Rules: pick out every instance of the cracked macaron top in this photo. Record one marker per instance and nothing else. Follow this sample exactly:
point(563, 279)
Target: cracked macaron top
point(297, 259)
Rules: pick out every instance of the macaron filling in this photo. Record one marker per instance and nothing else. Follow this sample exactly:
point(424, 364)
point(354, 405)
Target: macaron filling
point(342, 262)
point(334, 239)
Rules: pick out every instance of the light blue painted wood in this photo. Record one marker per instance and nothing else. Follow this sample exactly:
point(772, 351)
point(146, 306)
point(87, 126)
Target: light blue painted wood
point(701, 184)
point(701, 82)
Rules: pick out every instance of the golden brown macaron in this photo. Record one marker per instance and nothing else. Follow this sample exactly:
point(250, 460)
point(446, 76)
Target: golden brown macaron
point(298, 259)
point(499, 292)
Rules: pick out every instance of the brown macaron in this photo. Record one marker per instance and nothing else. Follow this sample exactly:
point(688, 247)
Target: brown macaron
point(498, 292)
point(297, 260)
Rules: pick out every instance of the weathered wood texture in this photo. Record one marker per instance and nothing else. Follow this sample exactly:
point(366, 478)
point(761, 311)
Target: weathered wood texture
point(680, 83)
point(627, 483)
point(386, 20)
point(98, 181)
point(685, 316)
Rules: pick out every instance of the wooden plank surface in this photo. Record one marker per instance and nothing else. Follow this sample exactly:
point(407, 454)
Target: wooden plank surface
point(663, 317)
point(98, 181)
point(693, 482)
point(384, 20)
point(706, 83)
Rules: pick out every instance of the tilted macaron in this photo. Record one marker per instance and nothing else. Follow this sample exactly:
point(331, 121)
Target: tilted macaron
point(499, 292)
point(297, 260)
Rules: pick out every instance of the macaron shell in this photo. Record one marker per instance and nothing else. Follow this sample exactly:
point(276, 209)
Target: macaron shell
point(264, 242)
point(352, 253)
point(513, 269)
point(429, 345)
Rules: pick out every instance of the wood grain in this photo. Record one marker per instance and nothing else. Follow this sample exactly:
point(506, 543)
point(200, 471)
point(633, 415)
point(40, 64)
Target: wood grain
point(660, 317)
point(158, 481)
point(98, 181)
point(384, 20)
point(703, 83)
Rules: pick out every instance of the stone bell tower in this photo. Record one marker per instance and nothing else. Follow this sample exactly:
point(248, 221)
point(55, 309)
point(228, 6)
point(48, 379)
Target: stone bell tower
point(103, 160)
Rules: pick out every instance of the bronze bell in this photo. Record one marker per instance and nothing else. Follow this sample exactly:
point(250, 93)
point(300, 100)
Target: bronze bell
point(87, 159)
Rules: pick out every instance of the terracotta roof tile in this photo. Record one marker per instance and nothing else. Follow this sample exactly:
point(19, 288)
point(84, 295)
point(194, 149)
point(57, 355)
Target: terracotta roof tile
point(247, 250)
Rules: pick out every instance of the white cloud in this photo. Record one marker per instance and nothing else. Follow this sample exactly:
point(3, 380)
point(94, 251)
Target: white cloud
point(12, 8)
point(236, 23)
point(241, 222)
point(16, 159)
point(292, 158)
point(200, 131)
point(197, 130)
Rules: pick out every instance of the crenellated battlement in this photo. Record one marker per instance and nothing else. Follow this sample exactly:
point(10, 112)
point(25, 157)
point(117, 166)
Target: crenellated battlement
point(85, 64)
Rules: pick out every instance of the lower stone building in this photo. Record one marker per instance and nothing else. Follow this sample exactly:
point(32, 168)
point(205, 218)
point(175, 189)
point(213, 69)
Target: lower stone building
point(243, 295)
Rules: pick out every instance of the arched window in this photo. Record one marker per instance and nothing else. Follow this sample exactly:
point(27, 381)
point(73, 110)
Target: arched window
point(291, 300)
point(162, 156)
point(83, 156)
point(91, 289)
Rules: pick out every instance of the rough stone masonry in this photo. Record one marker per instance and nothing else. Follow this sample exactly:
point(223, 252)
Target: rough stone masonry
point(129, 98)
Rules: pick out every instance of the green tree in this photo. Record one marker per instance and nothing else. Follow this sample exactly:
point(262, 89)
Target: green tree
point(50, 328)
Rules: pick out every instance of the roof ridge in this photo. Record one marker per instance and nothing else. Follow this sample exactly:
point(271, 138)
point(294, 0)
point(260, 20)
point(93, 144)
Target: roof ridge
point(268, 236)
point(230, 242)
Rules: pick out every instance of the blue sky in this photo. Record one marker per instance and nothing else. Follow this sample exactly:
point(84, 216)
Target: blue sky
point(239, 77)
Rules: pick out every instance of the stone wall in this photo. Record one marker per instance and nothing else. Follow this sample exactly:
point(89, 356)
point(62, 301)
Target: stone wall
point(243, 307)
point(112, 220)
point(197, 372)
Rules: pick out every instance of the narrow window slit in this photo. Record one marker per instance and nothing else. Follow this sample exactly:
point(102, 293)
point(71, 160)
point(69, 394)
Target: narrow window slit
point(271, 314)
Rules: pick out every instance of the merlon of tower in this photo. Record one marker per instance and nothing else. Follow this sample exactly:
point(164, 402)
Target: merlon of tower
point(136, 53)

::::::::::

Task description: Rewrite the records from the line containing "Rules: pick out every instance of the blue" through the line containing "point(197, 372)", inclusive, with "stone wall" changed to "brick wall" and everything else left as it is.

Answer in full:
Rules: pick out every instance of the blue sky in this photo. Record one marker per instance and nothing else. Follow this sample exactly:
point(84, 216)
Target: blue sky
point(239, 77)
Rules: pick out every instance of the brick wall in this photo. Record one marker per instance and nothing else. Follow this sample exactly:
point(89, 356)
point(62, 301)
Target: brick wall
point(243, 307)
point(112, 220)
point(197, 372)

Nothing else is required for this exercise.